### Work task
Could you write out the records below exactly, without omitting a line?
[[ Records for this exercise, beginning ]]
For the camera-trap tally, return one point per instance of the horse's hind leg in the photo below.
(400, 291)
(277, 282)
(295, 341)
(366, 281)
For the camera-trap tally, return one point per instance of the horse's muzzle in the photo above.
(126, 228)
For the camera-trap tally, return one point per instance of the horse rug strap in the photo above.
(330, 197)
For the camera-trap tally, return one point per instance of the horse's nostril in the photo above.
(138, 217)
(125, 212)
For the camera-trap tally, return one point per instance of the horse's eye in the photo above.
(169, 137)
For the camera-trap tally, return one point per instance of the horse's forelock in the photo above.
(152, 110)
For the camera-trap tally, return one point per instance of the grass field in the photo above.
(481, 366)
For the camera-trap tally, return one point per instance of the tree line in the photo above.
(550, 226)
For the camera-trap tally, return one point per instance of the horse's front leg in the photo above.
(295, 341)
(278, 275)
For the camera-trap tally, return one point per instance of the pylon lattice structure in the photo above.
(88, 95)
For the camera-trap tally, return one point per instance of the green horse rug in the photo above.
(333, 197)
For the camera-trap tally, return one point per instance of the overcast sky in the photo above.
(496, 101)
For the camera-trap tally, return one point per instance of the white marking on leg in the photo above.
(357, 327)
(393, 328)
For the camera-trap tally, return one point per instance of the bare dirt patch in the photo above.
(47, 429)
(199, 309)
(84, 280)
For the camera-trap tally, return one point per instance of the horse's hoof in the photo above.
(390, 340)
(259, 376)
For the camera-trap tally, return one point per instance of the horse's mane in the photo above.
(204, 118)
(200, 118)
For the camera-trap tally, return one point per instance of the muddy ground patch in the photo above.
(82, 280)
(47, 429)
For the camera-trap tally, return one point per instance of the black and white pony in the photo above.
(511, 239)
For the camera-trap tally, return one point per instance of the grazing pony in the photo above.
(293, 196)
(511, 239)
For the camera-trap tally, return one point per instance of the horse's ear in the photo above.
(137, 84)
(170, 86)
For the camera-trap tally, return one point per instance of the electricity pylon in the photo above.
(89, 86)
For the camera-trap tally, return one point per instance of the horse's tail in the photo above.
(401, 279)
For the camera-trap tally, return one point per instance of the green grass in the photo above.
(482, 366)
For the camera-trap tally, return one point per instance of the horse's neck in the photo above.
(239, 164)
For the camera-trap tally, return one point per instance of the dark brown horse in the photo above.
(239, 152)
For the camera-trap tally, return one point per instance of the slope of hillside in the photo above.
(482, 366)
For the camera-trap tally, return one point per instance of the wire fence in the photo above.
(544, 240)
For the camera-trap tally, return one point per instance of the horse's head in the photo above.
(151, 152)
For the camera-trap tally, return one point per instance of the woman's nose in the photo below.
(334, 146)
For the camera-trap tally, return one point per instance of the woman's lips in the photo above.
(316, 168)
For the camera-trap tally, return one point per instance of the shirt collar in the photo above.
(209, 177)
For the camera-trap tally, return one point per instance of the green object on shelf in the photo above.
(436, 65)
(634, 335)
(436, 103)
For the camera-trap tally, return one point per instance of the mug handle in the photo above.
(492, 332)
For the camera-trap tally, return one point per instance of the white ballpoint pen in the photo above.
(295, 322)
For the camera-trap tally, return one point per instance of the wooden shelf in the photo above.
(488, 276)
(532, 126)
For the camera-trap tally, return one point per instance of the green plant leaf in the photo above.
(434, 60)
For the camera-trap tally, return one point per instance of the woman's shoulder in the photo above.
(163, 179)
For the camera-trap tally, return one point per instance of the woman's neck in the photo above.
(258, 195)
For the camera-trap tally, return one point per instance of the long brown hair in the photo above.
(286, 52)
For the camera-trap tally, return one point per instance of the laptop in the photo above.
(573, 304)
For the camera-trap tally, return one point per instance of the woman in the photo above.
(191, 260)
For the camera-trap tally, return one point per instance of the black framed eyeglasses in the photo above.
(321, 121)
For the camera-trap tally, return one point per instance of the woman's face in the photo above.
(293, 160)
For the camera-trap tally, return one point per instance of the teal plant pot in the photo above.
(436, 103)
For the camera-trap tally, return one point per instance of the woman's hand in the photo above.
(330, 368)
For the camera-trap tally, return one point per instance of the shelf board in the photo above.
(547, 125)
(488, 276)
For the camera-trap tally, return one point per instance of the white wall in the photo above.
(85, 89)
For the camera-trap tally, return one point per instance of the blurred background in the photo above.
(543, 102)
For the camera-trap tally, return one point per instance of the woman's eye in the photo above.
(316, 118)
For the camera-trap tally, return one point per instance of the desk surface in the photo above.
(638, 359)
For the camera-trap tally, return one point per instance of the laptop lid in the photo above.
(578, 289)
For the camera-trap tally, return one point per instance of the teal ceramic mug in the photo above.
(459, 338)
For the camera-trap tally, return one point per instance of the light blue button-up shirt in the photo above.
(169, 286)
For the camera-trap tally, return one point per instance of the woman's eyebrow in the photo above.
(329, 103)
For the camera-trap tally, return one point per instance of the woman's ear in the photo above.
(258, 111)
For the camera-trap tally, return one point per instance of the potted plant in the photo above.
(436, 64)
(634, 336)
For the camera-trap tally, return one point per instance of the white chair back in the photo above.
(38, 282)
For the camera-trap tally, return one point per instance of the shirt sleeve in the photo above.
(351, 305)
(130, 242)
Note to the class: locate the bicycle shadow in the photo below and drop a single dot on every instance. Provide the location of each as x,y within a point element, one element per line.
[[ Records for this exercise, end ]]
### Exercise response
For the camera-trap tally, return one point per instance of the horse's hind leg in the photo below.
(400, 291)
(277, 282)
(295, 341)
(366, 281)
For the camera-trap tally, return one point per instance of the horse's muzzle in the photo above.
(126, 228)
For the camera-trap tally, return one point per instance of the horse rug strap in the photo above.
(330, 197)
For the camera-trap tally, return one point per instance of the horse's nostril in the photo above.
(138, 217)
(125, 212)
For the camera-trap tally, return one point per instance of the horse's eye in the photo above.
(169, 137)
For the camera-trap tally, return one point per instance of the horse's forelock in the photo above.
(152, 110)
For the camera-trap tally, return one point per instance of the grass field in the photo above.
(481, 366)
For the camera-trap tally, return one point per instance of the tree line in the photo above.
(550, 226)
For the camera-trap tally, return one point per instance of the horse's front leg in the photo above.
(295, 341)
(278, 275)
For the camera-trap tally, return one point per instance of the pylon lattice structure in the photo above.
(88, 95)
For the camera-trap tally, return one point per instance of the green horse rug in the photo above.
(333, 197)
For the camera-trap tally, return one point per instance of the overcast sky in the photo above.
(496, 101)
For the camera-trap tally, return one point per instance of the white marking on leg in the photo above.
(357, 327)
(393, 328)
For the camera-trap tally, return one point per instance of the bare dirt patch in the photo above.
(47, 429)
(199, 309)
(84, 280)
For the camera-trap tally, return one point per instance of the horse's hoof in the photo above.
(390, 340)
(259, 376)
For the camera-trap tally, return one point per instance of the horse's mane in the photo above.
(204, 118)
(200, 118)
For the camera-trap tally, return one point per instance of the muddy ground patch in the photo above.
(82, 280)
(47, 429)
For the camera-trap tally, return one point per instance of the black and white pony in the photo above.
(511, 239)
For the camera-trap tally, return one point per instance of the grazing pony in the photo above.
(293, 196)
(511, 239)
For the camera-trap tally, return one point per instance of the horse's ear in the photo above.
(137, 84)
(170, 86)
For the camera-trap tally, return one point per instance of the electricity pylon in the photo above.
(89, 86)
For the camera-trap tally, return one point per instance of the horse's tail in the photo above.
(401, 279)
For the camera-trap tally, return one point per instance of the green grass in the photo above.
(482, 366)
For the camera-trap tally, return one point per instance of the horse's neck in the photo above.
(239, 164)
For the camera-trap tally, return one point per instance of the dark brown horse in the photo above.
(239, 152)
For the camera-trap tally, return one point per instance of the slope of hillside in the photo above.
(482, 366)
For the camera-trap tally, return one point per instance of the wire fence in the photo above.
(544, 240)
For the camera-trap tally, return one point per instance of the horse's head in the photo above.
(151, 152)
For the camera-trap tally, return one point per instance of the woman's nose in the photo below.
(334, 146)
For the camera-trap tally, return one point per instance of the woman's lips in the photo above.
(316, 168)
For the camera-trap tally, return one point per instance of the shirt collar in the photo above.
(209, 177)
For the camera-trap tally, return one point per instance of the green object on shelf in the photo above.
(436, 65)
(634, 335)
(436, 103)
For the camera-trap tally, return one point per instance of the mug handle in the photo above.
(492, 332)
For the camera-trap tally, return one point per instance of the white ballpoint pen in the photo above.
(295, 322)
For the camera-trap tally, return one point per instance of the wooden shelf in the photo above.
(488, 276)
(532, 126)
For the camera-trap tally, return one point per instance of the green plant leaf in the photo above.
(434, 60)
For the camera-trap tally, return one point per instance of the woman's shoulder in the photo above.
(163, 179)
For the camera-trap tally, return one point per instance of the woman's neck in the photo above.
(258, 195)
For the camera-trap tally, return one point per instance of the long brown hair in the photo above.
(286, 52)
For the camera-trap tally, return one point per instance of the laptop in the photo above.
(573, 304)
For the camera-trap tally, return one point per instance of the woman in the photo above.
(191, 260)
For the camera-trap tally, return one point per instance of the black framed eyeglasses in the photo above.
(321, 121)
For the camera-trap tally, return one point per instance of the woman's face in the photo above.
(293, 160)
For the camera-trap tally, return one point per instance of the teal plant pot in the photo above.
(436, 103)
For the camera-trap tally, return one point per instance of the woman's hand in the photo above.
(330, 368)
For the camera-trap tally, return one point per instance of the shelf board in the photo above.
(547, 125)
(488, 276)
For the camera-trap tally, return one point per instance of the white wall in the photo above.
(85, 89)
For the camera-trap tally, return one point per instance of the blurred background in the photo above.
(543, 102)
For the camera-trap tally, return one point per instance of the woman's eye in the photo above.
(316, 118)
For the camera-trap tally, return one point per instance of the desk surface in the photo above.
(638, 359)
For the camera-trap tally, return one point per instance of the laptop lid in the photo above.
(578, 289)
For the camera-trap tally, return one point per instance of the teal ceramic mug in the photo above.
(459, 338)
For the camera-trap tally, return one point per instance of the light blue button-up shirt in the photo above.
(169, 286)
For the camera-trap tally, return one point per instance of the woman's eyebrow in the photo above.
(329, 103)
For the camera-trap tally, return one point per instance of the woman's ear in the photo above.
(258, 111)
For the camera-trap tally, return one point per instance of the potted plant in the photo above.
(436, 64)
(634, 336)
For the camera-trap tally, return one point per instance of the white chair back in the photo above.
(38, 282)
For the camera-trap tally, return one point per instance of the shirt sleeve in the photo above.
(351, 305)
(130, 242)
Note to the class: locate the bicycle shadow in the photo below and drop a single dot on every instance. Provide the location of each as x,y within a point element, one element per line.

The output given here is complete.